Exercise inputs
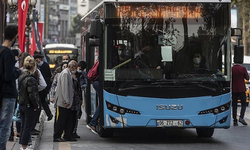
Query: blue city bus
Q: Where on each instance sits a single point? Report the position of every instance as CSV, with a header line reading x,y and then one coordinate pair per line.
x,y
161,64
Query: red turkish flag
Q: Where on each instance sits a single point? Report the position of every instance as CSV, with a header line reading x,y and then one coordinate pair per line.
x,y
33,47
23,6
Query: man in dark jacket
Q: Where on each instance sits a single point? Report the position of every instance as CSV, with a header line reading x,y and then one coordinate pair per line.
x,y
45,70
239,75
8,75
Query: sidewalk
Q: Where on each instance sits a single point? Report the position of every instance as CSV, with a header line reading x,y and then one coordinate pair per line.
x,y
35,138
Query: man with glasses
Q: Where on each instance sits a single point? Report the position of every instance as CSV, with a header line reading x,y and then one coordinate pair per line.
x,y
66,58
63,100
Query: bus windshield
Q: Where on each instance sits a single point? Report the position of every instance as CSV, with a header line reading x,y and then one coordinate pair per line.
x,y
179,41
55,53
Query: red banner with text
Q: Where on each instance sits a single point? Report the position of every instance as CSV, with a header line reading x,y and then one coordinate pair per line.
x,y
23,6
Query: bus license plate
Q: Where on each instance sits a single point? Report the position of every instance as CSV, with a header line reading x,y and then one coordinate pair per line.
x,y
169,123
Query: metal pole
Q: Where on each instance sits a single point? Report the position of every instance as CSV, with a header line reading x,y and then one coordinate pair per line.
x,y
27,40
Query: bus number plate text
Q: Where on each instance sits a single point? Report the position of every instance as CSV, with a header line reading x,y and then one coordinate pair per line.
x,y
169,123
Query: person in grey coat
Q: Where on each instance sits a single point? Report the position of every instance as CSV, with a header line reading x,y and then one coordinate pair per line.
x,y
63,100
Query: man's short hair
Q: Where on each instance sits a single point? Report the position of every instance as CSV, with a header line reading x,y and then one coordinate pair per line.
x,y
72,63
10,32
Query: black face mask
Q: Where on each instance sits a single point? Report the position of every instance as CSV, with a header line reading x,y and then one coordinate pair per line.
x,y
13,43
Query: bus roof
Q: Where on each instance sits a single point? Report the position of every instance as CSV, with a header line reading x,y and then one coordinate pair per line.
x,y
49,46
157,1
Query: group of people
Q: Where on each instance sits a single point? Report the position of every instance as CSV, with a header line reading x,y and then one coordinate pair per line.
x,y
26,81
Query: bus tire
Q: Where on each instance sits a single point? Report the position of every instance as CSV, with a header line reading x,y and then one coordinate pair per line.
x,y
205,132
105,132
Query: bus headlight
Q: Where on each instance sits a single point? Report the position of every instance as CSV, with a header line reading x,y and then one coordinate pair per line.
x,y
216,110
121,110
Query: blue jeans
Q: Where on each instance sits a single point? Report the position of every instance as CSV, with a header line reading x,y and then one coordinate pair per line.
x,y
6,114
93,121
28,116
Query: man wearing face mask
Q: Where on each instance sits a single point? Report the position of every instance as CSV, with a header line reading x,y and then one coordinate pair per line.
x,y
64,100
45,70
8,75
58,69
199,61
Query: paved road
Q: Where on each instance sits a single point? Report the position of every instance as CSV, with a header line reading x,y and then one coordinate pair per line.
x,y
235,138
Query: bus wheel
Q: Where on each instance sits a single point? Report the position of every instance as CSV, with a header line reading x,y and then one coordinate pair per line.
x,y
205,132
104,132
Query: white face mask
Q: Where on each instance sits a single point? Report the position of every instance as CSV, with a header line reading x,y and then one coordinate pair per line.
x,y
40,63
197,60
119,52
74,71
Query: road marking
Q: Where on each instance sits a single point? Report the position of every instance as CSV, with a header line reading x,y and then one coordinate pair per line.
x,y
64,146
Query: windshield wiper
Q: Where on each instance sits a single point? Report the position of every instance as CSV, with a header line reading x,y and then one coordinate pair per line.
x,y
206,87
145,86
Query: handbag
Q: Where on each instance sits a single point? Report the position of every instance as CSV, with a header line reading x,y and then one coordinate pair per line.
x,y
93,72
17,115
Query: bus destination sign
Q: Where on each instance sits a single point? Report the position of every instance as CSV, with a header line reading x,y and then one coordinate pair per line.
x,y
60,51
159,11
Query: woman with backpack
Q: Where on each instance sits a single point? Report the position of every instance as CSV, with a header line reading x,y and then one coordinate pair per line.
x,y
28,94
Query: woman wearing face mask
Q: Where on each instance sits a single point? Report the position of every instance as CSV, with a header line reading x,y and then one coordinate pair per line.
x,y
28,95
54,83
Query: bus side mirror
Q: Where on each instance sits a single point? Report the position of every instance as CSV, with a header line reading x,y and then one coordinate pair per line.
x,y
236,32
238,54
95,29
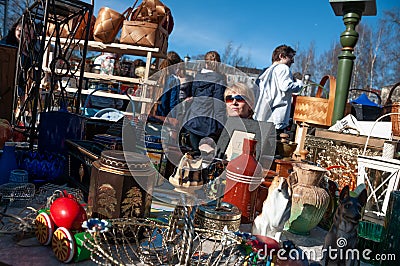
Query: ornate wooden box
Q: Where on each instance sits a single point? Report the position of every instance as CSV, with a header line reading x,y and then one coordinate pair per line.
x,y
119,187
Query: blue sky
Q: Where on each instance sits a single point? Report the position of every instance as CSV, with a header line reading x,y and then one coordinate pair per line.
x,y
258,26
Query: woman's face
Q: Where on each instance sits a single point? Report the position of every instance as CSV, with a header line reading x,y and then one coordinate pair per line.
x,y
236,105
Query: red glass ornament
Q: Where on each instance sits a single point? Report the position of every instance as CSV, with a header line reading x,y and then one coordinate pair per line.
x,y
67,212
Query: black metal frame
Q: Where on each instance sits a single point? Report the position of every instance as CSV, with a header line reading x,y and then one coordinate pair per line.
x,y
44,24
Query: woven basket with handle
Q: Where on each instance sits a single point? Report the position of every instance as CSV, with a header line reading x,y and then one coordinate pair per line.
x,y
149,25
316,110
393,107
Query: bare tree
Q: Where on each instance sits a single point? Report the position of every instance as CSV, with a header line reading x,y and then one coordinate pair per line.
x,y
233,56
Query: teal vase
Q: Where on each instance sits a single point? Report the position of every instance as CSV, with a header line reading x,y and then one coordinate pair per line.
x,y
309,200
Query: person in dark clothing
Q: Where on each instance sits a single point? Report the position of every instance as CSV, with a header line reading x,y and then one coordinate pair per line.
x,y
207,113
170,80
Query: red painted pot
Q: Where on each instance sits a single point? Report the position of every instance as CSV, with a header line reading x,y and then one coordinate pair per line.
x,y
243,176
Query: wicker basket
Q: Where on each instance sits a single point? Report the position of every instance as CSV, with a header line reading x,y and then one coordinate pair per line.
x,y
108,24
76,27
393,107
144,33
316,110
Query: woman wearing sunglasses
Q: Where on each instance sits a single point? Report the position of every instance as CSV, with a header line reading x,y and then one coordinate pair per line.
x,y
239,101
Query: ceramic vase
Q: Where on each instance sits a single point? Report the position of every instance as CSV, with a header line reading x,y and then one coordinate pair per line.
x,y
309,199
243,176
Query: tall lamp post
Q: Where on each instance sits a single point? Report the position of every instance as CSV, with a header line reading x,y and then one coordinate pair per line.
x,y
351,10
5,3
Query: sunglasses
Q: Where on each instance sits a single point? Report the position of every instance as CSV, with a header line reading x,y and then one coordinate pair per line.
x,y
238,98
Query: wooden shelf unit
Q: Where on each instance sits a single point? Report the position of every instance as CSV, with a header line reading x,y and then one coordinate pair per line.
x,y
147,52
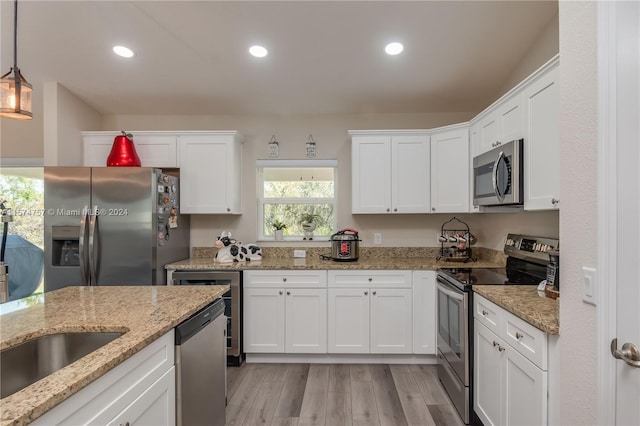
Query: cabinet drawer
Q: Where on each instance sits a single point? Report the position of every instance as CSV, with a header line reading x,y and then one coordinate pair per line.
x,y
526,339
110,394
487,313
370,279
281,278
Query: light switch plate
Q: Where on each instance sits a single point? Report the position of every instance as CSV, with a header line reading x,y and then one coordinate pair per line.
x,y
589,285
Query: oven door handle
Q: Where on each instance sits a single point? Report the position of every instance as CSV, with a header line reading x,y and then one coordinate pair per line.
x,y
447,289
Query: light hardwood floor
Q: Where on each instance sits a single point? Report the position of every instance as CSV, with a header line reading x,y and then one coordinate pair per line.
x,y
336,395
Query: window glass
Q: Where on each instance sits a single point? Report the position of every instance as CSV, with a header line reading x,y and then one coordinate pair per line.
x,y
300,196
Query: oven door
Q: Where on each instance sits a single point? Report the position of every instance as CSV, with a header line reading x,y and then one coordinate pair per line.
x,y
453,328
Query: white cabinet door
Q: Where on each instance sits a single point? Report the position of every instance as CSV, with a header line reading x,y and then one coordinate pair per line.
x,y
511,118
487,369
390,172
210,173
450,166
525,390
424,312
489,132
410,174
542,142
306,320
155,406
155,149
371,174
391,320
348,320
264,324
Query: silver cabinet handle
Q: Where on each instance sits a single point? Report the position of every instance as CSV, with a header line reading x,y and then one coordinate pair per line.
x,y
629,353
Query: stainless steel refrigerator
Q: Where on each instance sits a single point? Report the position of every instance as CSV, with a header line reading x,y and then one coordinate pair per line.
x,y
111,226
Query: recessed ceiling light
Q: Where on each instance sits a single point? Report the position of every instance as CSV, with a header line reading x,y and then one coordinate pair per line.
x,y
394,48
125,52
258,51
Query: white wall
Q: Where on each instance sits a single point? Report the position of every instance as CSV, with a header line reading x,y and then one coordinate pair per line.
x,y
65,116
540,52
576,378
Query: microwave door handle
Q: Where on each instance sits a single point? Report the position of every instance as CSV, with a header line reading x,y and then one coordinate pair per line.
x,y
494,179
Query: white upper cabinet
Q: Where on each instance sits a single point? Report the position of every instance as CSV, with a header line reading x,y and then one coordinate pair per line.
x,y
155,149
210,172
542,142
390,172
502,124
450,166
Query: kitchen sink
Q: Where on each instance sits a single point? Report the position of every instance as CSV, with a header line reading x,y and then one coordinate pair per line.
x,y
28,362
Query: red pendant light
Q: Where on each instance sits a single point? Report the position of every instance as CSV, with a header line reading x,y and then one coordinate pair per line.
x,y
123,152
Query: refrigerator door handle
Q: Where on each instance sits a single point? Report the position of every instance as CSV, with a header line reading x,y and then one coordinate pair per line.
x,y
82,252
93,247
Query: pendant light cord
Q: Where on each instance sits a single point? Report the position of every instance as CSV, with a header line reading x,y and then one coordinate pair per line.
x,y
15,36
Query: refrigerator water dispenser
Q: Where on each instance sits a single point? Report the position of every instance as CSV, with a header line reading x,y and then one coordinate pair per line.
x,y
65,245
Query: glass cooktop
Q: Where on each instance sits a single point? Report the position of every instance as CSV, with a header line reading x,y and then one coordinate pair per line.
x,y
516,273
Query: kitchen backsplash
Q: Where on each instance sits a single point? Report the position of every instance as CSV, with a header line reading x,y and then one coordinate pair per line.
x,y
365,252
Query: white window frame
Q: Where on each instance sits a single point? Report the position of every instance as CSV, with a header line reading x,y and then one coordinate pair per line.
x,y
260,164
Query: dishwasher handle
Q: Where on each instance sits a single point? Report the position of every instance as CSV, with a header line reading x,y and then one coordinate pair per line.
x,y
191,326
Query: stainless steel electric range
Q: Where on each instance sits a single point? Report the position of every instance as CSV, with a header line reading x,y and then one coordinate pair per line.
x,y
527,262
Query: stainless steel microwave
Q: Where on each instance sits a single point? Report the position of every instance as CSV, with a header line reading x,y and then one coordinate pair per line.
x,y
498,175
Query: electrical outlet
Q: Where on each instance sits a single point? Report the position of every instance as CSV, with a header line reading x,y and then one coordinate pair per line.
x,y
589,285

What you have to do
Return only the lines running from the line with "Query: stainless steel microwave" to the last line of the records, both included, exactly as written.

Response to this task
Query: stainless steel microwave
Q: Where on each instance sits a single point? Report the position of every instance as CSV, with a header line reading x,y and then one coordinate pair per line.
x,y
498,175
Query: electrical outlet
Q: Where on each instance sits a single point? Report the position of every instance as CSV, with a header line reading x,y and then one coordinate pair per line.
x,y
589,285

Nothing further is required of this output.